*** Input ***

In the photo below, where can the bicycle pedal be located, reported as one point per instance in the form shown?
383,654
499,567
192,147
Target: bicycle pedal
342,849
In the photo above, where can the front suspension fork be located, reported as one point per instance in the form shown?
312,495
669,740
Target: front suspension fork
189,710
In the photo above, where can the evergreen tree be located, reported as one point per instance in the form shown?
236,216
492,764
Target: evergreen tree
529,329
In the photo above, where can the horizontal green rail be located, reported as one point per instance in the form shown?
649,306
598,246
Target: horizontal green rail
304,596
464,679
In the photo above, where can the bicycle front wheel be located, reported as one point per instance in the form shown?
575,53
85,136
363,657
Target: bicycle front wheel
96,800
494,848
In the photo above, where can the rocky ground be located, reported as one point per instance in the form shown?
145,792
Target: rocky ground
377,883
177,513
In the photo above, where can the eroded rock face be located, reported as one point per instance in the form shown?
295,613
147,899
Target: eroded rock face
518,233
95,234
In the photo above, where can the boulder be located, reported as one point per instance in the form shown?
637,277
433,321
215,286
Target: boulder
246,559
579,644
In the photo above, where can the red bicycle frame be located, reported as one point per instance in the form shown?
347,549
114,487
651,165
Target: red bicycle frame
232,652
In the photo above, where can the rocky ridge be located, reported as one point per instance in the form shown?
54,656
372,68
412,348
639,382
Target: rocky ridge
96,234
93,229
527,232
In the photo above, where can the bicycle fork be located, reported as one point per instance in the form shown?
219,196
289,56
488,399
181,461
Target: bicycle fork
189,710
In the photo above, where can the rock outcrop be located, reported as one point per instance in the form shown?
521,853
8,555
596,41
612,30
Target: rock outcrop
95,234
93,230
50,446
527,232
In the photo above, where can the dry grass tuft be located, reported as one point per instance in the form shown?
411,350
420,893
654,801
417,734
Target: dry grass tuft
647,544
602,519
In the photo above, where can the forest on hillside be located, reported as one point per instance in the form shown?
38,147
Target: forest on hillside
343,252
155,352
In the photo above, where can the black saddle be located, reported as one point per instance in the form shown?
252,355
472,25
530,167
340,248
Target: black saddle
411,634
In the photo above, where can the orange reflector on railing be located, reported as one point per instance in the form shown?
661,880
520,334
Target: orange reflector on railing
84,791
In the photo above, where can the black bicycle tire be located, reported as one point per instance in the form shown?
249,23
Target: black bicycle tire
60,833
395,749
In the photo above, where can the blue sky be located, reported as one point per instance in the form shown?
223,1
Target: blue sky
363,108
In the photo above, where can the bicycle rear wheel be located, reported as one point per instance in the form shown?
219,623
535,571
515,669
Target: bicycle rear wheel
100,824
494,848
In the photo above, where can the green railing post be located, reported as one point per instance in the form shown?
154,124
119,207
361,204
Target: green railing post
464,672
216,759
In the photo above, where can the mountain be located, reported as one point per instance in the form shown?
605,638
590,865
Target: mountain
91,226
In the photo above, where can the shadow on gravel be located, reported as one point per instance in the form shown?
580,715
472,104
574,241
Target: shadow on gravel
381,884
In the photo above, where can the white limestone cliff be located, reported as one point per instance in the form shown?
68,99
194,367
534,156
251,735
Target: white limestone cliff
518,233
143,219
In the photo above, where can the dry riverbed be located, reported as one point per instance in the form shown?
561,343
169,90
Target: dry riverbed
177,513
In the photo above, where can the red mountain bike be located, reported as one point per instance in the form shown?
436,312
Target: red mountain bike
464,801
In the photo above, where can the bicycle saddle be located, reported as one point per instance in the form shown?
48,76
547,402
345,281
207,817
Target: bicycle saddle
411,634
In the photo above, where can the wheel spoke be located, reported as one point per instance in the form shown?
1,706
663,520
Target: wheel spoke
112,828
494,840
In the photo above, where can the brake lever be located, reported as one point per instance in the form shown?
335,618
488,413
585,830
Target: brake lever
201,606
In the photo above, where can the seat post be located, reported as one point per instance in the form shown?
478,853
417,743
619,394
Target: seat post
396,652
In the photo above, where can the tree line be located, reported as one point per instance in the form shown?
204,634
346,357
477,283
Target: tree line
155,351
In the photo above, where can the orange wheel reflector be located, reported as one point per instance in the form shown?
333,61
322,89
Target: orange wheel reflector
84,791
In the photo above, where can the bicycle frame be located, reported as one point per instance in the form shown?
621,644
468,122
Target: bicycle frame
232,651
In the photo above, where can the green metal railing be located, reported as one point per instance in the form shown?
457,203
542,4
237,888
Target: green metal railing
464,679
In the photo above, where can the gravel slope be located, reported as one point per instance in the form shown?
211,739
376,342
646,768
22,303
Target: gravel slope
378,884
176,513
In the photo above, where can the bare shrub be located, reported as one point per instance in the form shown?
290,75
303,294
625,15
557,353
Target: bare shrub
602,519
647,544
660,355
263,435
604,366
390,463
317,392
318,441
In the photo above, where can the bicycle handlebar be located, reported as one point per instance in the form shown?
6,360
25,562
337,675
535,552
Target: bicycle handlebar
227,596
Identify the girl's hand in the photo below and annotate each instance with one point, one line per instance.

***
*** Input ***

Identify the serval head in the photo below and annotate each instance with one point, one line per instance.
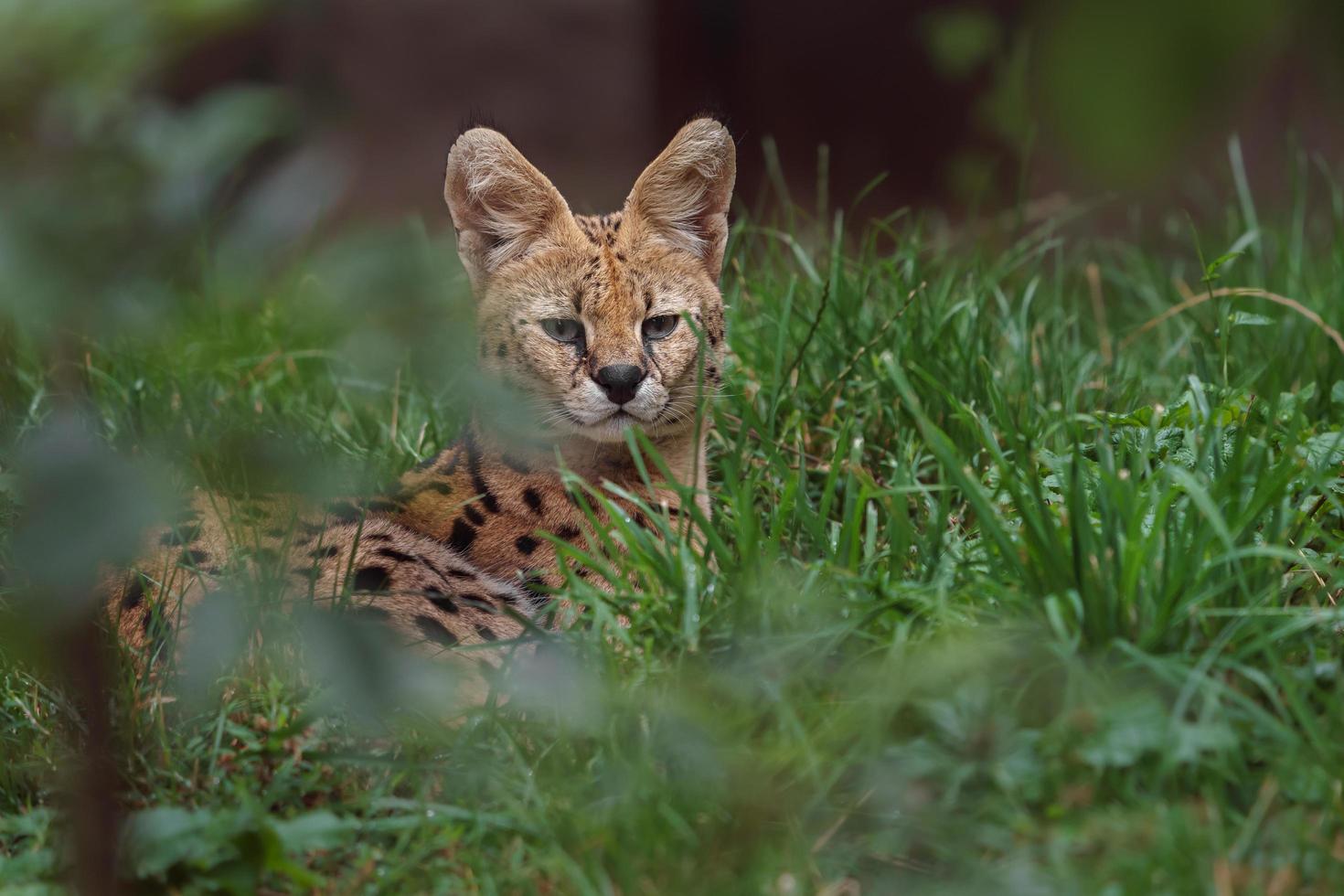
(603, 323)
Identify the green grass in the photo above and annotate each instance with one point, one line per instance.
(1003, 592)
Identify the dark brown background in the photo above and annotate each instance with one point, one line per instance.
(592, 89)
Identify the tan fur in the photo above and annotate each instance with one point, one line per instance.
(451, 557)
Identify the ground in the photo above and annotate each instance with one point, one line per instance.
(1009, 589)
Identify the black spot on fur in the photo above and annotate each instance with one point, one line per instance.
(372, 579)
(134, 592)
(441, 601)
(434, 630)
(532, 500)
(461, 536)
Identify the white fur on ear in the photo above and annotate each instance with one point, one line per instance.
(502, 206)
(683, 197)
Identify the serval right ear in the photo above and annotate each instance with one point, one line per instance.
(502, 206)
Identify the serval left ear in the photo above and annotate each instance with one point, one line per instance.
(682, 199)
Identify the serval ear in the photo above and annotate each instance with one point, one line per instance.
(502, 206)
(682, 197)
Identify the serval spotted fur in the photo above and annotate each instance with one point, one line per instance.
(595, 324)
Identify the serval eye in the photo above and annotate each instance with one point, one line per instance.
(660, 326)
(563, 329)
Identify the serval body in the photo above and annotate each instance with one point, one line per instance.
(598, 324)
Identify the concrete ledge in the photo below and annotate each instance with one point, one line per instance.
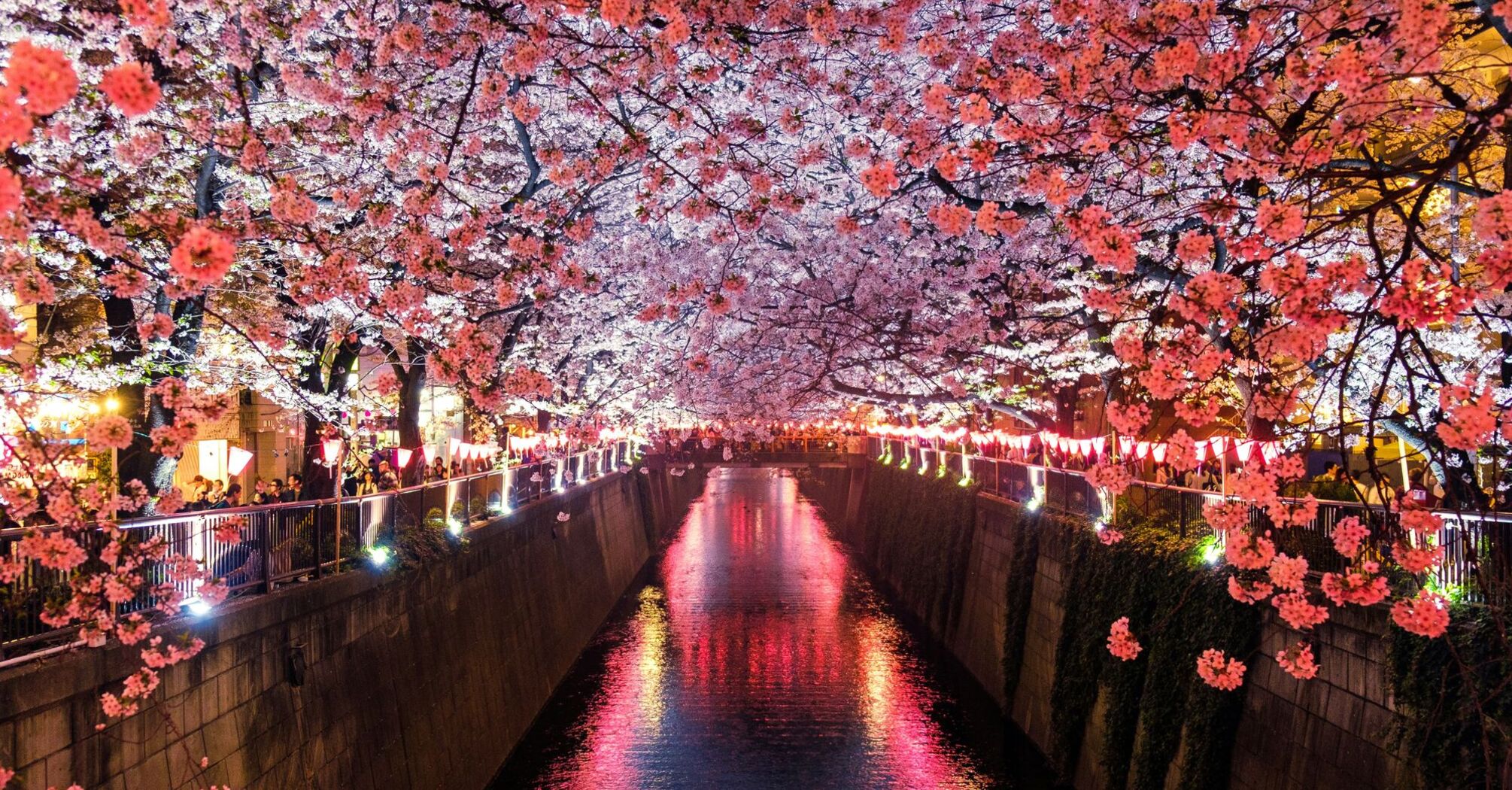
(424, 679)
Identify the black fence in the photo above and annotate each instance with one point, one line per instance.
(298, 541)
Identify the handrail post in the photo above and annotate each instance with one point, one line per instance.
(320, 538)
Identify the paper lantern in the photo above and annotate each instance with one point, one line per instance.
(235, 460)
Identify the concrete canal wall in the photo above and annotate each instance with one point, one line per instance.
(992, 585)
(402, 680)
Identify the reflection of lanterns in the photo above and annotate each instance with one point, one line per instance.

***

* Stated problem
Please render every line from the one holding "Identify the concrete ledge" through the one holding "Identify the reflection", inclusive, as a numbered list with blank lines and pictures left out.

* Written solution
1. Identify the concrete ledge in the photo below and annotate each instance with one point, one line per instance.
2. (424, 679)
3. Identify the black fence in the photo above and annotate each instance with one point, one line per instance.
4. (298, 541)
5. Identify the handrail post in the photo above and annotate each instance with one point, one line per instance.
6. (320, 538)
7. Identify the paper lantern in the photo above and annotate each instance with one point, one line per instance.
8. (235, 460)
9. Identify the concrete canal wall in the photo above and annotate each instance with one point, one line per instance.
10. (992, 585)
11. (402, 680)
12. Identify the reflection of lanterns in the photo above and annotate each instance with one point, one line per instance.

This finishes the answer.